***** DATA FOR THIS EXERCISE

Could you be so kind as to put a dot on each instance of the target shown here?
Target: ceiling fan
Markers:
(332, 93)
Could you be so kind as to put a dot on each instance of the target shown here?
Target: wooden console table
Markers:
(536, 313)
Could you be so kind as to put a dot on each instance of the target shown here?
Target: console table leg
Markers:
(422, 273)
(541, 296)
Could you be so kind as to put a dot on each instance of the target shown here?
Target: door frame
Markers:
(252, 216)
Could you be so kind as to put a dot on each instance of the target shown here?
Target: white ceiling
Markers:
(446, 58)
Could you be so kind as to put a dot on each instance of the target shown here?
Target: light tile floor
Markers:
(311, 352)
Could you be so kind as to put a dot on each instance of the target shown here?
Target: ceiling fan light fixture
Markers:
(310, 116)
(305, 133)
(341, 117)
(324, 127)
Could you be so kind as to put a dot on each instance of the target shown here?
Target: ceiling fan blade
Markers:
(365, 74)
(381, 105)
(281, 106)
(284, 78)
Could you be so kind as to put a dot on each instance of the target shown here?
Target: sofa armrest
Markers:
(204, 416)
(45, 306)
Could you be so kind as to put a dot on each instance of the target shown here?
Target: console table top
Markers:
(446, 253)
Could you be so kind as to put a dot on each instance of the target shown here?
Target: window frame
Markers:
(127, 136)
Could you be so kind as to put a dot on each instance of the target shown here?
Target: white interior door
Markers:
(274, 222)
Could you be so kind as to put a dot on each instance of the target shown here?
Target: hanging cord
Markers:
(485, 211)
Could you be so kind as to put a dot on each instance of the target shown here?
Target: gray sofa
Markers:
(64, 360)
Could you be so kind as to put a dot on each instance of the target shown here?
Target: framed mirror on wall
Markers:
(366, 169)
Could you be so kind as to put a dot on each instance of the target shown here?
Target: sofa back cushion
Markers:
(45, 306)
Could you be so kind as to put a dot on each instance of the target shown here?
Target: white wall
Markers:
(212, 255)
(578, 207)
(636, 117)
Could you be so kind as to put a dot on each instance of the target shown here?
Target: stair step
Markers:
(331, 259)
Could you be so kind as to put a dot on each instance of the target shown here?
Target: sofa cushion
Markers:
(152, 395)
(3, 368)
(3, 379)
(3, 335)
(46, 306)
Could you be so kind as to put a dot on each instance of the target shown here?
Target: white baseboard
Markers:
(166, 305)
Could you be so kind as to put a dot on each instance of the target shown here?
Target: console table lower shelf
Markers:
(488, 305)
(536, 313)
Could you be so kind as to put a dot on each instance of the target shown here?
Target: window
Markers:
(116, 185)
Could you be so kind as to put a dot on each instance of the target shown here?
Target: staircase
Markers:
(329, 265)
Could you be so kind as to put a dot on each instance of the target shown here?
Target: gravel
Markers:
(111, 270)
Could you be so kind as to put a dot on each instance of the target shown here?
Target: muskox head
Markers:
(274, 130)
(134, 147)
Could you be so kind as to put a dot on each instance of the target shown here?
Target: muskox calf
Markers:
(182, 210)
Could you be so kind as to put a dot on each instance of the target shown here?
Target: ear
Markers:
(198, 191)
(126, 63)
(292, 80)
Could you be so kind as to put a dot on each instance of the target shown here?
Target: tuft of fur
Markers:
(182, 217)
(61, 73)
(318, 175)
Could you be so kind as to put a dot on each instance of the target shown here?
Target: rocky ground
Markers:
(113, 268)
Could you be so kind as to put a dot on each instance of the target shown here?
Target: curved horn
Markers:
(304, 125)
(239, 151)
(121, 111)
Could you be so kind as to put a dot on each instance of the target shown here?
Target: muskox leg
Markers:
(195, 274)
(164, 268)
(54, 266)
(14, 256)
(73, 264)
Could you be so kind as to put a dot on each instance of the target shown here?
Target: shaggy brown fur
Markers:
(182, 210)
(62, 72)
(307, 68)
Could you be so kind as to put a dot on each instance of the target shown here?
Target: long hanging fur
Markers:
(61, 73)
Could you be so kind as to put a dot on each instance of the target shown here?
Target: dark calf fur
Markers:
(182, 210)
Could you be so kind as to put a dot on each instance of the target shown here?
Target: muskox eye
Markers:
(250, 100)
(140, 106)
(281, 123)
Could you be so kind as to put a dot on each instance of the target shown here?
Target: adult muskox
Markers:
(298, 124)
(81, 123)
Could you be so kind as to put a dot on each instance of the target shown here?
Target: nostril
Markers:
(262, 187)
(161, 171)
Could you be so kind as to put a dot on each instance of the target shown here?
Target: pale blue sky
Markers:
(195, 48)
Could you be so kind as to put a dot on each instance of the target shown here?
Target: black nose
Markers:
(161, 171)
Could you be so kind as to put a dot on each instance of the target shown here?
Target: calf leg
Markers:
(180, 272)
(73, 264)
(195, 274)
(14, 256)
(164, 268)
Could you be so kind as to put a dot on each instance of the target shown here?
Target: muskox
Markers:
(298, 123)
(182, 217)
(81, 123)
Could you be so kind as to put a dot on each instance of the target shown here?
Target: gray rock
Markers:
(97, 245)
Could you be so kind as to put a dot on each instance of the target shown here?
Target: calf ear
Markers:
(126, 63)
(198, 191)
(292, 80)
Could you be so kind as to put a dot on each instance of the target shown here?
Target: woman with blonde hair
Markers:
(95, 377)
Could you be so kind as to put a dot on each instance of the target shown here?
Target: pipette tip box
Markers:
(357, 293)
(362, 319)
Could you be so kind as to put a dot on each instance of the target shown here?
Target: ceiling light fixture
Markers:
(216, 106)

**********

▶ **WRITTEN REQUEST**
From the records above, extract every entry verbatim.

▶ **WORKED ANSWER**
Could you be so kind as to put a dot on each instance of the target shown here?
Target: ceiling fan
Markers:
(332, 93)
Could you be so kind as to put a dot on each instance of the target shown here?
Target: wooden console table
Markers:
(536, 313)
Could you be so kind as to put a dot on each instance of the target shown here?
Target: console table leg
Markers:
(422, 273)
(541, 296)
Could you be so kind as to put a dot on each instance of the target shown here?
Target: door frame
Markers:
(252, 216)
Could you be so kind as to put a dot on each instance of the target shown here?
Target: white ceiling
Markers:
(446, 58)
Could you be so kind as to put a dot on each instance of the target shown here?
Target: light tile floor
Markers:
(311, 352)
Could you be so kind as to put a dot on each instance of the target shown here?
Target: ceiling fan light fixture
Markers:
(310, 116)
(305, 133)
(341, 117)
(324, 127)
Could you be so kind as to put a dot on each instance of the target shown here?
Target: ceiling fan blade
Markers:
(365, 74)
(381, 105)
(281, 106)
(284, 78)
Could you be so kind as to put a dot on each instance of the target shown here?
Target: sofa armrest
Markers:
(204, 416)
(45, 306)
Could you be so kind as to put a dot on each instance of the target shown here?
Target: console table top
Markers:
(446, 253)
Could you be so kind as to put a dot on each instance of the target shown here?
Target: window frame
Markers:
(127, 136)
Could you be so kind as to put a dot on each instance of the target shown here?
Target: white interior door
Markers:
(274, 222)
Could you be so kind as to put a dot on each instance of the target shown here?
Target: hanging cord
Markers:
(485, 211)
Could you be so kind as to put a dot on each instance of the target shown here?
Target: gray sofa
Markers:
(64, 360)
Could you be so kind as to put a dot on each instance of the target shown here?
Target: framed mirror on wall
Markers:
(366, 169)
Could you be so kind as to put a dot on each instance of the target shown here?
Target: sofa back cushion
Markers:
(45, 306)
Could you be so kind as to put a dot on each instance of the target shown here?
Target: white wall
Markers:
(212, 255)
(578, 207)
(636, 117)
Could you be so kind as to put a dot on each instance of the target shown here?
Target: stair step
Markers:
(331, 259)
Could you be so kind as to put a dot on each instance of the target shown here?
Target: sofa cushion
Markers:
(152, 395)
(3, 368)
(3, 379)
(3, 335)
(46, 306)
Could you be so kind as to put a dot on each instance of the target shown here?
Target: white baseboard
Markers:
(166, 305)
Could you be so kind as to put a dot on each instance of the target shown here?
Target: console table lower shelf
Markers:
(488, 305)
(536, 313)
Could you be so kind as to put a dot on each instance of the target shown here?
Target: window
Markers:
(116, 185)
Could you be so kind as to put a dot on each instance of the target shown here?
Target: staircase
Markers:
(329, 265)
Could you be so kind as to put a dot on each instance of the target shown here?
Target: gravel
Markers:
(111, 270)
Could you be so kind as to put a dot on each instance of the target shown here?
Target: muskox head
Markers:
(274, 130)
(134, 147)
Could you be so kind as to put a dot on each instance of the target shown here?
Target: muskox calf
Markers:
(182, 210)
Could you be so kind as to put a dot on each instance of the target shown here?
Target: ear
Markers:
(198, 191)
(126, 63)
(292, 80)
Could you be so kind as to put a dot on each instance of the target shown here?
Target: tuft of fur
Markers:
(182, 217)
(61, 73)
(318, 175)
Could you be so kind as to put a dot on each instance of the target shown here?
Target: rocky ground
Markers:
(113, 268)
Could you be so kind as to put a dot on each instance of the target shown here?
Target: curved horn
Markers:
(304, 125)
(239, 151)
(121, 111)
Could you be so kind as to put a dot on each instance of the target shown here?
Target: muskox leg
Markers:
(195, 274)
(164, 268)
(54, 266)
(14, 256)
(73, 264)
Could you be so kind as to put a dot on each instance of the target shown here?
Target: shaggy brown fur
Markers:
(182, 210)
(62, 72)
(307, 68)
Could you be so kind as to put a dot on each instance of the target shown here?
Target: long hanging fur
Markers:
(61, 73)
Could you be so kind as to put a dot on each instance of the target shown here?
Target: dark calf fur
Markers:
(182, 210)
Could you be so kind as to put a dot on each instance of the target shown here?
Target: muskox eye
Markers:
(250, 100)
(140, 106)
(281, 123)
Could you be so kind as to put a dot on each instance of the target shown here?
Target: adult muskox
Markers:
(298, 124)
(81, 123)
Could you be so kind as to put a dot on each instance of the target shown here?
Target: nostril
Markers:
(262, 187)
(161, 171)
Could you be so kind as to put a dot on each instance of the target shown here?
Target: pale blue sky
Markers:
(195, 48)
Could you be so kind as to put a dot on each instance of the target shown here?
Target: black nose
Markers:
(161, 171)
Could you be so kind as to put a dot on each instance of the target shown here?
Target: calf leg
Markers:
(180, 272)
(73, 264)
(195, 274)
(14, 256)
(164, 268)
Could you be so kind as to put a dot on each instance of the target shown here?
Target: muskox
Markers:
(298, 123)
(182, 217)
(81, 123)
Could you be so kind as to put a dot on each instance of the target shown here?
Target: gray rock
Markers:
(97, 245)
Could you be so kind as to put a dot on each instance of the target shown here?
Target: calf ear
Markers:
(126, 63)
(198, 191)
(292, 80)
Could you be so kind as to put a dot on each instance of the target shown here?
Target: woman with blonde hair
Markers:
(95, 377)
Could you be so kind as to put a dot on each instance of the target shown here?
Target: pipette tip box
Markers:
(357, 293)
(362, 319)
Could you be so kind as to put a dot on each instance of the target shown here?
Target: ceiling light fixture
Markers:
(216, 106)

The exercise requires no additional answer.